ASSIGNED TASK 1 -
Decide whether each statement below agrees with the article on heart health in pregnancy. Answer yes or no for each, and quote the words from the article that decide it.
(a) In the United States, cardiovascular disease is the leading cause of death in pregnant and postpartum women.
(b) Having had preeclampsia makes a woman seven times more likely to develop high blood pressure later in life.
(c) Mild versions of symptoms such as swelling are always a sign of a heart problem in late pregnancy.
ASSIGNED TASK 2 - Pick up the article on heart health in pregnancy after its final sentence and keep writing.

February is all about the heart, and we’re not talking just about Valentine’s Day. It also happens to be American Heart Month, turning the focus on our cardiovascular health. This is especially important for expectant mothers— maternal heart disease has emerged as a major threat to women’s long-term cardiovascular health. In the United States, cardiovascular disease is now the leading cause of death in pregnant women and women postpartum. So what can you do to have a heart-healthy pregnancy? Julie Master, DO, a cardiologist on staff at Monmouth Medical Center, an RWJBarnabas health facility, and a member of the RWJBarnabas Health Medical Group discusses what you need to know about keeping your mama heart healthy.
Feature photo credit: Istock/Blue Planet Studio
Pregnancy and Heart Health
Pregnancy can be looked at as a stress test on your heart. During pregnancy, the heart needs to work twice as hard to nourish the needs of a growing baby. The moment you become pregnant, there are changes, including a drastic increase in blood flow that puts extra strain on your heart, a change in hormones that affect blood pressure and increase the propensity to form clots, and transient spikes in blood pressure and blood sugar levels.
Who is at Risk for Developing Heart Disease During Pregnancy?
Most moms won’t have any trouble at all, but some moms, especially older moms or moms who already have heart disease, are at higher risk for developing heart problems while pregnant. You are at higher risk if you’ve had complications such as preeclampsia, peripartum cardiomyopathy, gestational diabetes during past pregnancies, are over 40 years old, have high blood pressure, diabetes, or are obese. Unfortunately, African American women are also at 4x greater risk of developing cardiac complications during or after pregnancy.
In addition, having a pregnancy complication puts you at a higher risk of having heart disease in the future. In fact, it can double or triple your risk for a cardiovascular event later in life, depending on what condition it is. For example, if you’ve had gestational diabetes, it makes you seven times more likely to develop diabetes later in life. In the case of preeclampsia, you are four times more at risk for developing high blood pressure later in life.
Whether you’re at risk or not, keep in mind the extreme symptoms such as severe sudden swelling, fainting, severe fatigue, chest pain, an extremely fast heartbeat, severe shortness of breath, and an inability to sleep flat during the night, which are signs of a cardiac condition. Milder versions of those symptoms may be a normal part of late pregnancy, but severe symptoms should not be overlooked. You should go immediately to the emergency department or contact your physician if you experience any of these extreme symptoms.

DATA RECORDS -
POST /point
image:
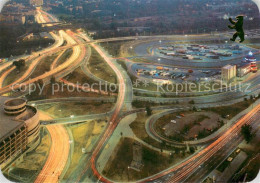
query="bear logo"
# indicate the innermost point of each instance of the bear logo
(238, 26)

EXERCISE RESPONSE 1 -
(a) Yes: "In the United States, cardiovascular disease is now the leading cause of death in pregnant women and women postpartum."
(b) No: "In the case of preeclampsia, you are four times more at risk for developing high blood pressure later in life."
(c) No: "Milder versions of those symptoms may be a normal part of late pregnancy, but severe symptoms should not be overlooked."

EXERCISE RESPONSE 2 -
Taking Care of Your Heart – Before, After, and During Pregnancy
Before you get pregnant, it’s imperative that you discuss whether you had any complications during a previous pregnancy with your obstetrics team. You also should talk about any pre-existing conditions, including diabetes or hypertension, and make sure it’s okay for you to become pregnant and ensure those conditions are well managed before you become pregnant.
During pregnancy, you should develop a healthy eating plan, exercise regularly, manage stress, and try to get enough sleep. When you deliver your baby, you should continue those things and work towards getting to your goal weight and, of course, avoid smoking and alcohol use.
How RWJBH Is Improving Maternal Health Outcomes
In 2015, RWJBH established the RWJBarnabas Health OB Collaborative to assist health care providers by instituting evidence-based protocols to address the rising concerns of maternal health. The collaborative brings together the top minds in obstetrics care across the RWJBH system and takes a multidisciplinary team approach by actively engaging physicians, nurses, and support service leadership.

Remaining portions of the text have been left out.